Exercise description:
Can you reproduce, word for word, everything in the court ruling on expert disclosure from "Southern States Rack" down to "21, 2015) (same)."?

Text passage:

* * * *

Southern States Rack & Fixture, Inc. v. Sherwin-Williams Co., 318 F.3d 592, 596 (4th Cir. 2003) (citations and quotations omitted). "A district court has 'particularly wide latitude' to exercise its discretion to exclude expert witness testimony proffered by a party that has failed to meet the disclosure requirements imposed by Fed. R. Civ. P. 26(a)." Scott v. Clarke, 3:12-CV-00036, 2014 WL 5386882, at *1 (W.D. Va. Oct. 22, 2014) (citing Saudi, 427 F.3d at 279). A court may also impose sanctions under Federal Rule Civil Procedure ("Rule") 16(f) should a party fail to comply with its own negotiated discovery plan. Akeva L.L.C. v. Mizuno Corp., 212 F.R.D. 306, 309 (M.D.N.C. 2002) (explaining the difference between Rule 16(f) and Rule 37(c)); see also Thompson v. U.S., 7:14-CV-00092, 2015 WL 2412249, at *4 (W.D. Va. May 21, 2015) (same).

"Practically, it makes little difference which is the applicable Rule because the test for both rules is substantially the same." Scott v. Holz-Her, U.S., Inc., CIV. 6:04CV00068, 2007 WL 3171937, at *1 n. 1 (W.D. Va. Oct. 26, 2007). --------

III. Analysis

Preston does not dispute that she was required to disclose additional experts supporting her case in chief by January 29, 2021, at the latest. The court's Amended Scheduling Order instructed "the plaintiff to supplement any expert disclosure or provide any additional expert disclosure no later than April 1, 2020." ECF No. 18. Trial was subsequently delayed and, under the parties' earlier discovery plan, Preston was required to disclose experts supporting her case in chief 150 days prior to trial, or by January 29, 2021. ECF No. 9 at 1; see also Mem. in Supp., ECF No. 55, at 8. Instead, she disclosed them on February 12, 2021. Pl.'s Rebuttal Expert Disclosure, ECF No. 45. The parties dispute the date by which Preston was required to disclose rebuttal experts. Accordingly, the court must answer three questions in ruling on Walmart's motion to exclude Preston's new experts: (1) are the new experts true rebuttal experts; (2) if so, were they timely disclosed; and (3) if untimely, is the late disclosure of these three additional experts substantially justified or harmless? The court will address these questions in reverse order.

A. There Is No Good Cause or Substantial Justification for An Untimely Disclosure.

As a preliminary matter, the court notes that there is no good cause nor a substantial justification for any untimely disclosure by Preston. Walmart has little ability to cure its surprise because trial is in three months, its discovery period just closed, and its experts were unable to consider this evidence prior to providing their deposition testimony. Preston's provides no justification for failing to name the witnesses earlier, arguing only that they are rebuttal experts. Indeed, Walmart alleges that Preston intentionally waited until after deposing all of Walmart's witnesses to disclose these new experts, "thereby ensuring that Walmart would not have the opportunity to respond" and "[s]uch gamesmanship should not be rewarded." ECF No. 55 at 10. At no point does Preston even attempt to argue that any late disclosures on her part are justified. Accordingly, the court finds no justification for any late disclosures by Preston.

* * * *

Record extracts:
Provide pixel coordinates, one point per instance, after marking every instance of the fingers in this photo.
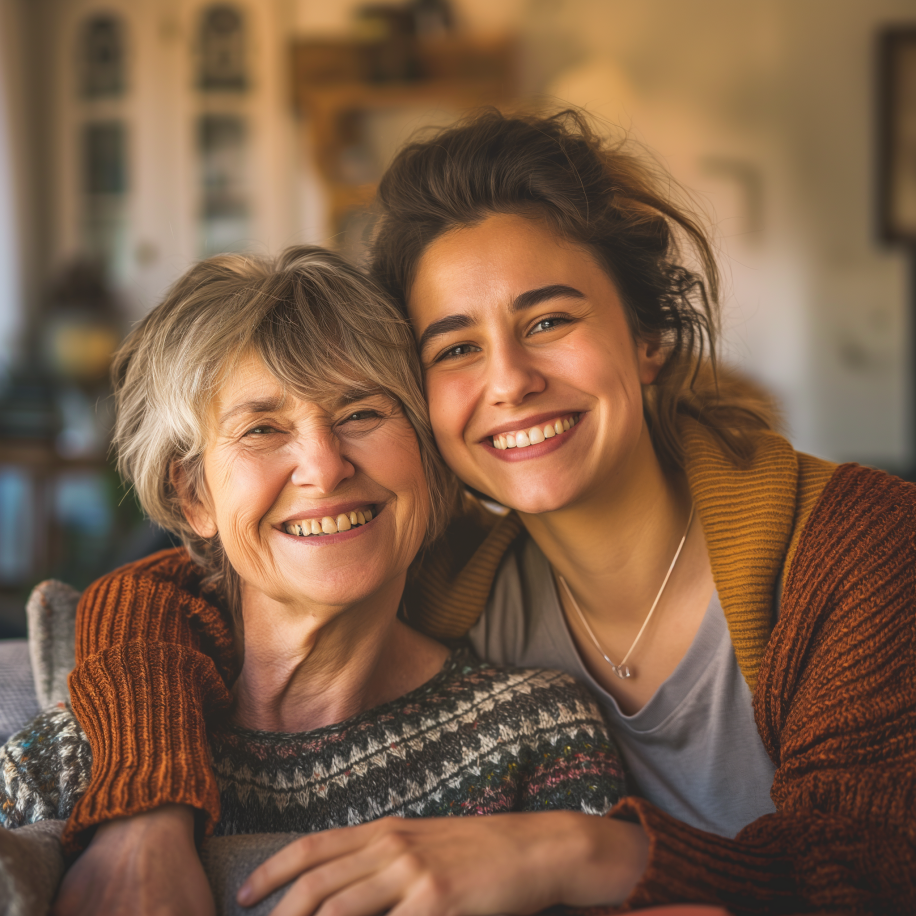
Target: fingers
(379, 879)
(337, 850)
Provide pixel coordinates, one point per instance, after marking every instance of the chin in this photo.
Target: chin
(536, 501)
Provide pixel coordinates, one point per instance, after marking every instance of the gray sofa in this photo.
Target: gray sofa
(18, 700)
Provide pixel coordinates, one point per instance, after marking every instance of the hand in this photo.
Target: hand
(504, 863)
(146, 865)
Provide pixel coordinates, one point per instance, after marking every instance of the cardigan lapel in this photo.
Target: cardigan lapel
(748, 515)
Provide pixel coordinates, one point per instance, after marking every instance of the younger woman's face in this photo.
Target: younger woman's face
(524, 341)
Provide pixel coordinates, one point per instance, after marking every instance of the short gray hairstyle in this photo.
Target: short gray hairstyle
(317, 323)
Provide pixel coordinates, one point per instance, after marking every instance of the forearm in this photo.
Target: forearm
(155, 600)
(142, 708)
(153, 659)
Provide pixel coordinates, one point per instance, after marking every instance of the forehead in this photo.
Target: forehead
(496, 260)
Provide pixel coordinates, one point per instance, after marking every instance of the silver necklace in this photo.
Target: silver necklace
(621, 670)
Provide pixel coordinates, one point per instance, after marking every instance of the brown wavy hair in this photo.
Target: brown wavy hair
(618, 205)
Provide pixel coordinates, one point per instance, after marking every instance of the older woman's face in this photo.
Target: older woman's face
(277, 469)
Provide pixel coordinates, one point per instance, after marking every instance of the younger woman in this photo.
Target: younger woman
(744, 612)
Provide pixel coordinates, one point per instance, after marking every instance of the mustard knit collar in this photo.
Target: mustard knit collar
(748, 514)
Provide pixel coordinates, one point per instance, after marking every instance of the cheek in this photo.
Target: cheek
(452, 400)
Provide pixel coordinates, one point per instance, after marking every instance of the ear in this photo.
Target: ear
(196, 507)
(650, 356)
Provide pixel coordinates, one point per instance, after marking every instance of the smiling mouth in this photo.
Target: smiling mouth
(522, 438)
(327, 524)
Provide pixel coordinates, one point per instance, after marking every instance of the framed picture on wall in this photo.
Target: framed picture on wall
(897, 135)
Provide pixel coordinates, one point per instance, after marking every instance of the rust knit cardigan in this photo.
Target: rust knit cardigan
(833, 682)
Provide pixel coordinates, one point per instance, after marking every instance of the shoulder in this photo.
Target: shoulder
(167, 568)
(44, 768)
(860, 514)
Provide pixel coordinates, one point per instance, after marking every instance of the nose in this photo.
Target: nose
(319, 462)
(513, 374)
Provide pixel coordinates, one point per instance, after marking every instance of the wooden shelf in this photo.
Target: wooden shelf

* * * *

Output of the task:
Southern States Rack & Fixture, Inc. v. Sherwin-Williams Co., 318 F.3d 592, 596 (4th Cir. 2003) (citations and quotations omitted). "A district court has 'particularly wide latitude' to exercise its discretion to exclude expert witness testimony proffered by a party that has failed to meet the disclosure requirements imposed by Fed. R. Civ. P. 26(a)." Scott v. Clarke, 3:12-CV-00036, 2014 WL 5386882, at *1 (W.D. Va. Oct. 22, 2014) (citing Saudi, 427 F.3d at 279). A court may also impose sanctions under Federal Rule Civil Procedure ("Rule") 16(f) should a party fail to comply with its own negotiated discovery plan. Akeva L.L.C. v. Mizuno Corp., 212 F.R.D. 306, 309 (M.D.N.C. 2002) (explaining the difference between Rule 16(f) and Rule 37(c)); see also Thompson v. U.S., 7:14-CV-00092, 2015 WL 2412249, at *4 (W.D. Va. May 21, 2015) (same).